--- Supplied data Enclosed Below ---

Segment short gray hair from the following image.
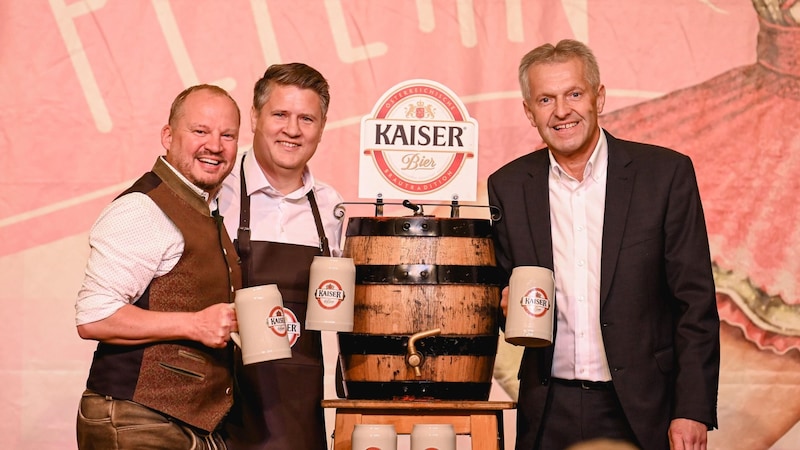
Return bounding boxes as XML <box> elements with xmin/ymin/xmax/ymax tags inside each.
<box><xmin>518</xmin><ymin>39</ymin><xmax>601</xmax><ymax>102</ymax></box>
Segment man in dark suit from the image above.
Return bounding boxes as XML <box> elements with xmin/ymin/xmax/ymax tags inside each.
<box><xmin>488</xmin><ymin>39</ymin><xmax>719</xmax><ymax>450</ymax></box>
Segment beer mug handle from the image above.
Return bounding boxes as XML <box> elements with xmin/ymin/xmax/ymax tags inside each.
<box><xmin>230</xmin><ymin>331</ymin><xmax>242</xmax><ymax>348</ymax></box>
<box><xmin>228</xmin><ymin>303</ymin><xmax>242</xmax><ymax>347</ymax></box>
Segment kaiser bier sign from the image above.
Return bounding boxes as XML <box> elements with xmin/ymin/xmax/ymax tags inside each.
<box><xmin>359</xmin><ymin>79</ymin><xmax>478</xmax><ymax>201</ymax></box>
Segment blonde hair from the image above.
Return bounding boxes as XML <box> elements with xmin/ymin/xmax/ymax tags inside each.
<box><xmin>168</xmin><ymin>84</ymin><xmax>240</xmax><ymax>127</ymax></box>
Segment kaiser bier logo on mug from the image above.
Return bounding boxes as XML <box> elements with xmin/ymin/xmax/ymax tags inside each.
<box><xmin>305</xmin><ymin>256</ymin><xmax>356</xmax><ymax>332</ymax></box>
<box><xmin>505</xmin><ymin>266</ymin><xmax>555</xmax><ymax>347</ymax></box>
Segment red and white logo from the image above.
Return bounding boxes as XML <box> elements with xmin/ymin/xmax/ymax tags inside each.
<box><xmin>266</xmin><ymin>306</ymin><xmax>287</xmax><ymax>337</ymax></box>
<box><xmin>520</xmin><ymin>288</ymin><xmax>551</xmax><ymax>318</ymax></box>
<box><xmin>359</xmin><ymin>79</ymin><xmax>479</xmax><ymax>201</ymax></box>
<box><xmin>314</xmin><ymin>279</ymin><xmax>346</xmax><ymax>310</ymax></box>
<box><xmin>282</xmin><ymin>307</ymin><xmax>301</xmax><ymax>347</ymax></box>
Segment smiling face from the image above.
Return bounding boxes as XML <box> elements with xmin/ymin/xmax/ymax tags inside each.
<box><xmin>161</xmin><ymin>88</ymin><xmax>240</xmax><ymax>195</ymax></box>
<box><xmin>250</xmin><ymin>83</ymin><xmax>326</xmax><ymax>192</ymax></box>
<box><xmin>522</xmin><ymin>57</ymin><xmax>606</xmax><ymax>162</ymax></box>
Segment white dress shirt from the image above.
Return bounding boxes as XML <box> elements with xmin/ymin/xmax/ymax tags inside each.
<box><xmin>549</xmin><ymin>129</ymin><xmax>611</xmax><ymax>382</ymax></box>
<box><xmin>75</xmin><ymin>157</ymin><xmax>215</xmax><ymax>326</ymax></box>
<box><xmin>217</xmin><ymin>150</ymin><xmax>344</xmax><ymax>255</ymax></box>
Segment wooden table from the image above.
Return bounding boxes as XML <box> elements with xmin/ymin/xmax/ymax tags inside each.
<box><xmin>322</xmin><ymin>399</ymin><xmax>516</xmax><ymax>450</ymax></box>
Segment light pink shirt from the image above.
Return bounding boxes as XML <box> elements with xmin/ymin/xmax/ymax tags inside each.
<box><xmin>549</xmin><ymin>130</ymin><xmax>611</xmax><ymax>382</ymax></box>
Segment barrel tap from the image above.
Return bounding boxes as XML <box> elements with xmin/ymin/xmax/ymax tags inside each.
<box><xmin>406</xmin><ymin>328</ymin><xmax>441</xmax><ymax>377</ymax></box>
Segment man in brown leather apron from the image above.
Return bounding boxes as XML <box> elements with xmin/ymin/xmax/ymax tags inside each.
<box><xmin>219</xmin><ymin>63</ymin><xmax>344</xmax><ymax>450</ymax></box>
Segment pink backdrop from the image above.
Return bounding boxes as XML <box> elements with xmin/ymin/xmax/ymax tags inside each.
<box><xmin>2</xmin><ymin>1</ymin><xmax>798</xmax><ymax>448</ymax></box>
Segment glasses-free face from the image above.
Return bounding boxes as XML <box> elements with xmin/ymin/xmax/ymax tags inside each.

--- End of Enclosed Supplied data ---

[Task details]: Please restate the entries word for word. Skip the pictures.

[Written reply]:
Segment short gray hair from the following image.
Return bounding boxes as XML <box> elements with xmin/ymin/xmax/ymax tags inside each.
<box><xmin>518</xmin><ymin>39</ymin><xmax>601</xmax><ymax>102</ymax></box>
Segment man in dark suit from the image above.
Return bounding boxes as XML <box> elements with xmin/ymin/xmax/ymax tags inside each.
<box><xmin>488</xmin><ymin>39</ymin><xmax>719</xmax><ymax>450</ymax></box>
Segment beer mug handle from the image above.
Return bounding boxes as XML <box> elements with xmin/ymin/xmax/ymax tags inside each.
<box><xmin>230</xmin><ymin>331</ymin><xmax>242</xmax><ymax>348</ymax></box>
<box><xmin>228</xmin><ymin>303</ymin><xmax>242</xmax><ymax>347</ymax></box>
Segment kaiser bier sign from the image above.
Return bounding boxes as XML <box> elements with xmin/ymin/xmax/ymax tags inside each.
<box><xmin>359</xmin><ymin>79</ymin><xmax>478</xmax><ymax>201</ymax></box>
Segment blonde hair from the image above.
Return bounding boxes as XML <box> elements with xmin/ymin/xmax/ymax tags inside each.
<box><xmin>168</xmin><ymin>84</ymin><xmax>240</xmax><ymax>127</ymax></box>
Segment kaiser bier logo on mug from the image above.
Return bounding boxes as XML <box> elements with xmin/ymin/xmax/ymax tags inside each.
<box><xmin>305</xmin><ymin>256</ymin><xmax>356</xmax><ymax>332</ymax></box>
<box><xmin>505</xmin><ymin>266</ymin><xmax>555</xmax><ymax>347</ymax></box>
Segment red and white logo from the image above.
Return bounding boxes as XML <box> elements with xmin/ymin/xmax/ymax tags inside each.
<box><xmin>266</xmin><ymin>306</ymin><xmax>287</xmax><ymax>337</ymax></box>
<box><xmin>520</xmin><ymin>288</ymin><xmax>551</xmax><ymax>318</ymax></box>
<box><xmin>359</xmin><ymin>79</ymin><xmax>479</xmax><ymax>201</ymax></box>
<box><xmin>314</xmin><ymin>279</ymin><xmax>346</xmax><ymax>310</ymax></box>
<box><xmin>282</xmin><ymin>307</ymin><xmax>301</xmax><ymax>347</ymax></box>
Segment smiling face from the image above.
Return bounding boxes as XML <box> elements with xmin/ymin/xmax/ymax tags inside each.
<box><xmin>161</xmin><ymin>88</ymin><xmax>240</xmax><ymax>195</ymax></box>
<box><xmin>250</xmin><ymin>83</ymin><xmax>326</xmax><ymax>192</ymax></box>
<box><xmin>522</xmin><ymin>57</ymin><xmax>606</xmax><ymax>162</ymax></box>
Segment white dress shirt from the image above.
Return bounding boxes as XML <box> elements with xmin/ymin/xmax/ymax tags inside each.
<box><xmin>549</xmin><ymin>129</ymin><xmax>611</xmax><ymax>382</ymax></box>
<box><xmin>75</xmin><ymin>157</ymin><xmax>215</xmax><ymax>326</ymax></box>
<box><xmin>217</xmin><ymin>150</ymin><xmax>344</xmax><ymax>255</ymax></box>
Segment wooden table from the image above.
Return bounding boxes as XML <box> elements with xmin/ymin/xmax/ymax tags inside each.
<box><xmin>322</xmin><ymin>399</ymin><xmax>516</xmax><ymax>450</ymax></box>
Segment light pink shirt from the image above.
Return bounding boxes as XML <box> elements with xmin/ymin/xmax/ymax tags inside each.
<box><xmin>549</xmin><ymin>130</ymin><xmax>611</xmax><ymax>382</ymax></box>
Segment barrel tap from the image above.
Return bounding boxes as XML <box> elements with xmin/ymin/xmax/ymax tags inside each.
<box><xmin>406</xmin><ymin>328</ymin><xmax>441</xmax><ymax>377</ymax></box>
Segment man in brown leather apron from the image above.
Return bounding boxes as XML <box> elements with xmin/ymin/xmax/ymax tags inside each.
<box><xmin>219</xmin><ymin>63</ymin><xmax>344</xmax><ymax>450</ymax></box>
Segment pink backdrop from the image above.
Return bounding boxes as XML <box> elements with xmin/ymin/xmax/ymax tags inside each.
<box><xmin>2</xmin><ymin>1</ymin><xmax>798</xmax><ymax>448</ymax></box>
Segment glasses-free face from the image above.
Return bounding boxes as XML <box> elements with xmin/ymin/xmax/ymax tags inside each.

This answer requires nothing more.